◆ Actions to take:
1 – List every dollar amount given in the article on Rita Colwell leaving the NSF.
2 – Repeat the article on Rita Colwell leaving the NSF word for word, everything from "Colwell will now" down to "one Senate staffer.".

◆ Reading passage:
Washington

Rita Colwell will step down on 21 February as director of the National Science Foundation (NSF), the agency that supports most non-biomedical research in the United States, after five-and-a-half years in charge.

Colwell, the first woman and only the second biologist to lead the NSF, announced her departure at the 11 February hearing of the House Committee on Science. “It's been a wonderful run,” she said afterwards. Arden Bement, a metallurgist who heads the National Institute of Standards and Technology, will run the agency until the White House chooses a permanent successor.

Colwell will now head up Canon Life Sciences, a new offshoot of the electronics company. She is resuming her professorship at the University of Maryland, College Park, and taking one up at Johns Hopkins University in Baltimore, where she will help develop a centre for the study of infectious diseases.

During her tenure, the NSF's budget grew by two-thirds, from US$3.4 billion in 1998 to $5.6 billion this year. The average annual NSF grant rose from $90,000 to $142,000, she points out, and graduate student stipends almost doubled, to $30,000. “She's certainly been effective,” says one Senate staffer.

More controversial were the millions of dollars spent on large projects, including $300 million for a gravity-wave detector and $219 million for a network of geological observatories.

The management of these projects was criticized in the Congress (see Nature 418, 573; 200210.1038/418573a) and Colwell's insistence that all of them were progressing satisfactorily irritated some. “She drove them nuts from time to time,” says Joel Widder, a lobbyist and former senior NSF official who has worked for a congressional committee overseeing the agency. “She would continually insist that everything was on time and on budget.”

◆ Dataset:

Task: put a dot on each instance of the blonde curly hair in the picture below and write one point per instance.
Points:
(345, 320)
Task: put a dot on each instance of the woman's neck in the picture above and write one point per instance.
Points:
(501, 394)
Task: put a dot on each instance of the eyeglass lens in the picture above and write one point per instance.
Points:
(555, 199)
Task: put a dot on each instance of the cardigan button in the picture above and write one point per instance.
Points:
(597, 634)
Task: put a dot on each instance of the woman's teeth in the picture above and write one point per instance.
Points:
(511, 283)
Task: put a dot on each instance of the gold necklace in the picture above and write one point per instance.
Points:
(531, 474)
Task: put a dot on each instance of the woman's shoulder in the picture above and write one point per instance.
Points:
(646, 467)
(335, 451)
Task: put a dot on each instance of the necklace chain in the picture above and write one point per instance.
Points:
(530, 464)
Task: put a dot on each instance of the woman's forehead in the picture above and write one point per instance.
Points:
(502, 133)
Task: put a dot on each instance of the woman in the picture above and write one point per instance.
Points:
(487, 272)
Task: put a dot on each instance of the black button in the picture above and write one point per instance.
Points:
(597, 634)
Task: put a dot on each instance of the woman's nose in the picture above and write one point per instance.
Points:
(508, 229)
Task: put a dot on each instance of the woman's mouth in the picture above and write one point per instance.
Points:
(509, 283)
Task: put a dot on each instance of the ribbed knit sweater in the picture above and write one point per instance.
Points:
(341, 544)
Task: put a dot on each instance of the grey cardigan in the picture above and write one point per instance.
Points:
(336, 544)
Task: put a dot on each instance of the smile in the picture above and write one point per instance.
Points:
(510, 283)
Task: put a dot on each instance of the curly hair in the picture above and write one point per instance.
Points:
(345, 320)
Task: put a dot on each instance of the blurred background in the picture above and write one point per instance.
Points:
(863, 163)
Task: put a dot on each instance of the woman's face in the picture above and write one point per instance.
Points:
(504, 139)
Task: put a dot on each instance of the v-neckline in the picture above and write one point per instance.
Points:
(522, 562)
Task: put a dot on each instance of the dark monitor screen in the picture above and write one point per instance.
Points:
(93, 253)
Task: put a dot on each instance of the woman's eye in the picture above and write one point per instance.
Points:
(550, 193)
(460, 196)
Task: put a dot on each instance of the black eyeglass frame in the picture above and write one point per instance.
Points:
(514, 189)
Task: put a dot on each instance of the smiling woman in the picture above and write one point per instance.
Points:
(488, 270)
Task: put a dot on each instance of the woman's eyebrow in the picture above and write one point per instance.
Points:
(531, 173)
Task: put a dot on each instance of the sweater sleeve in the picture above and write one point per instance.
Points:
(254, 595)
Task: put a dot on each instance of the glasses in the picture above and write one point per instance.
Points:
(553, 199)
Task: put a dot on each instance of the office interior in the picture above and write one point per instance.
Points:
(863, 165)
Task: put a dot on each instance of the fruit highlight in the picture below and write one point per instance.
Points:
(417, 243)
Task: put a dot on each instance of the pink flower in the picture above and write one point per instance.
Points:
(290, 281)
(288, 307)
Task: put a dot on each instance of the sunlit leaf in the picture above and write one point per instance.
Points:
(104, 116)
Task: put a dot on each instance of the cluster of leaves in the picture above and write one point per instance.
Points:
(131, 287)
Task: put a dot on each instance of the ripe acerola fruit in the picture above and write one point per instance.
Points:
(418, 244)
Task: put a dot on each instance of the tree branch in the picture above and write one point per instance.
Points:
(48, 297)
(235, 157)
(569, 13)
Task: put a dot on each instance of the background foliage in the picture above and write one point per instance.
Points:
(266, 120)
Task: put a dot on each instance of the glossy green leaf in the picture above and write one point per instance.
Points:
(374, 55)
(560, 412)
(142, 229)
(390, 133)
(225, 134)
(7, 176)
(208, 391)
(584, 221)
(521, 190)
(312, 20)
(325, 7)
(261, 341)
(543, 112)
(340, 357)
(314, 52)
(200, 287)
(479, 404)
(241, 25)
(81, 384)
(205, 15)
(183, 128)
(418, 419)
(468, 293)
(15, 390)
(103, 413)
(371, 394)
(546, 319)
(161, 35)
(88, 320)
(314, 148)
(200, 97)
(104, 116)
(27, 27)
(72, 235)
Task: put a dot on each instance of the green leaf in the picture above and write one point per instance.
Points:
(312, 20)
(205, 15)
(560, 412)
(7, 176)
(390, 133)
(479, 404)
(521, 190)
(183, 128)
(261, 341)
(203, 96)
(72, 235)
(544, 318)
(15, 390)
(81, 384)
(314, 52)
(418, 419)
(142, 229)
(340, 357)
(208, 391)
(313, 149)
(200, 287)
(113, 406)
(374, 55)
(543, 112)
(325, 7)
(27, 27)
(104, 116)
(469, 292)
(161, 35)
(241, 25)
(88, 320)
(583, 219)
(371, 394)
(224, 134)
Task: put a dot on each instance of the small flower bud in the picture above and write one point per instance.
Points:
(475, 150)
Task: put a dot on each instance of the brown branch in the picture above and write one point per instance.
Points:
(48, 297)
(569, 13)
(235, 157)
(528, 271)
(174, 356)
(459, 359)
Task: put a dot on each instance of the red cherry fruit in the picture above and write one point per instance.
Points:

◆ Outputs for the tasks:
1 –
- US$3.4 billion
- $5.6 billion
- $90,000
- $142,000
- $30,000
- $300 million
- $219 million

2 –
Colwell will now head up Canon Life Sciences, a new offshoot of the electronics company. She is resuming her professorship at the University of Maryland, College Park, and taking one up at Johns Hopkins University in Baltimore, where she will help develop a centre for the study of infectious diseases.

During her tenure, the NSF's budget grew by two-thirds, from US$3.4 billion in 1998 to $5.6 billion this year. The average annual NSF grant rose from $90,000 to $142,000, she points out, and graduate student stipends almost doubled, to $30,000. “She's certainly been effective,” says one Senate staffer.